Extrait choisi:
-------
Question au Gouvernement n° 3810 :
Délinquance des mineurs

15e Législature

Question de : M. Robin Reda
Essonne (7e circonscription) - Les Républicains

Question posée en séance, et publiée le 3 mars 2021


DÉLINQUANCE DES MINEURS

M. le président. La parole est à M. Robin Reda.

M. Robin Reda. Monsieur le Premier ministre, je souhaite à mon tour revenir sur les événements de la semaine dernière, à Saint-Chéron et à Boussy-Saint-Antoine, en Essonne, où deux adolescents ont été tués dans d'atroces affrontements de bandes. En pensant aux victimes et à leurs familles, je veux d'abord saluer les réactions instantanées et collectives des élus locaux et de l'État, qui, en responsabilité, ont fait face à l'émotion et à l'urgence, en prévenant toute réplique vengeresse.
-------
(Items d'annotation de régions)
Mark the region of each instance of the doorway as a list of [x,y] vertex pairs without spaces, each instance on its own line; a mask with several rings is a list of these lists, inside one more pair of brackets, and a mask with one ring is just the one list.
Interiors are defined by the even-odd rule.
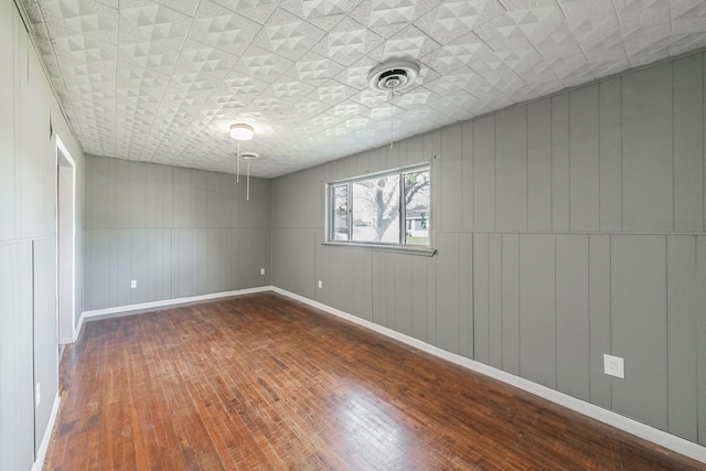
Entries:
[[76,162],[56,136],[56,296],[58,343],[76,331]]

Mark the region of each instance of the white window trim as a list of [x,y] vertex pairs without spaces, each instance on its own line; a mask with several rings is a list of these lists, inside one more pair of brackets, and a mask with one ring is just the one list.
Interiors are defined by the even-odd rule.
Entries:
[[[349,240],[332,240],[332,220],[331,220],[331,189],[335,185],[340,185],[342,183],[355,183],[357,181],[371,180],[376,176],[385,176],[385,175],[394,175],[414,172],[415,170],[428,169],[430,182],[434,181],[434,175],[431,171],[431,162],[421,162],[413,165],[399,167],[396,169],[384,170],[381,172],[366,173],[364,175],[357,175],[349,179],[340,179],[330,181],[324,184],[324,207],[323,207],[323,243],[321,245],[329,247],[345,247],[345,248],[363,248],[363,249],[372,249],[372,250],[381,250],[381,251],[391,251],[398,254],[408,254],[408,255],[421,255],[426,257],[431,257],[437,254],[437,249],[434,248],[434,239],[432,239],[432,226],[434,226],[434,215],[430,214],[430,227],[429,227],[429,245],[416,245],[416,244],[393,244],[393,243],[377,243],[377,242],[349,242]],[[402,181],[402,180],[400,180]],[[432,184],[432,183],[431,183]],[[432,203],[431,203],[431,191],[429,192],[429,211],[431,212]],[[400,217],[400,224],[405,222],[404,217]],[[404,231],[404,228],[403,228]]]

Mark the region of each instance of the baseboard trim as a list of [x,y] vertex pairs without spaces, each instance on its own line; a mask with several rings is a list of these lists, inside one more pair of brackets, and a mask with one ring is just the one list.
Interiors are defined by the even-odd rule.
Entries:
[[58,415],[58,405],[61,404],[62,398],[54,397],[54,405],[52,406],[52,414],[49,416],[49,424],[46,425],[46,430],[44,430],[44,436],[42,437],[42,442],[40,443],[40,449],[36,451],[36,461],[32,464],[32,471],[42,471],[44,467],[44,460],[46,459],[46,450],[49,450],[49,442],[52,439],[52,431],[54,430],[54,424],[56,422],[56,416]]
[[107,318],[115,314],[127,314],[132,311],[146,311],[156,308],[176,307],[180,304],[189,304],[199,301],[211,301],[220,298],[231,298],[234,296],[250,295],[254,292],[272,291],[272,286],[260,286],[257,288],[236,289],[233,291],[211,292],[207,295],[190,296],[186,298],[173,298],[163,299],[161,301],[141,302],[139,304],[118,306],[115,308],[95,309],[92,311],[83,311],[78,318],[78,325],[74,331],[74,342],[78,339],[81,330],[84,327],[84,322],[87,320],[96,320],[100,318]]
[[577,399],[575,397],[571,397],[558,390],[548,388],[546,386],[542,386],[539,384],[533,383],[520,376],[515,376],[510,373],[503,372],[501,370],[494,368],[492,366],[488,366],[483,363],[479,363],[473,360],[467,358],[464,356],[447,352],[445,350],[439,349],[438,346],[434,346],[420,340],[408,336],[404,333],[394,331],[383,325],[375,324],[371,321],[361,319],[356,315],[350,314],[347,312],[341,311],[339,309],[332,308],[330,306],[323,304],[321,302],[314,301],[303,296],[300,296],[277,287],[272,287],[271,289],[272,291],[279,295],[286,296],[297,301],[301,301],[313,308],[320,309],[330,314],[345,319],[346,321],[351,321],[366,329],[370,329],[372,331],[386,335],[391,339],[406,343],[407,345],[414,346],[415,349],[421,350],[422,352],[430,353],[435,356],[447,360],[459,366],[463,366],[477,373],[481,373],[485,376],[490,376],[494,379],[506,383],[511,386],[515,386],[527,393],[534,394],[535,396],[539,396],[544,399],[550,400],[568,409],[575,410],[585,416],[599,420],[603,424],[607,424],[620,430],[627,431],[628,433],[634,435],[644,440],[651,441],[661,447],[675,451],[680,454],[684,454],[685,457],[706,463],[706,447],[702,447],[698,443],[694,443],[693,441],[680,438],[672,433],[667,433],[664,430],[660,430],[657,428],[654,428],[641,421],[631,419],[629,417],[622,416],[620,414],[613,413],[611,410],[603,409],[593,404],[586,403],[584,400]]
-------
Objectif:
Reproduisez fidèlement le passage de l'extrait sur la délinquance des mineurs qui commence par « Question au Gouvernement » et s'arrête après « à M. Robin Reda. ».

Réponse:
Question au Gouvernement n° 3810 :
Délinquance des mineurs

15e Législature

Question de : M. Robin Reda
Essonne (7e circonscription) - Les Républicains

Question posée en séance, et publiée le 3 mars 2021


DÉLINQUANCE DES MINEURS

M. le président. La parole est à M. Robin Reda.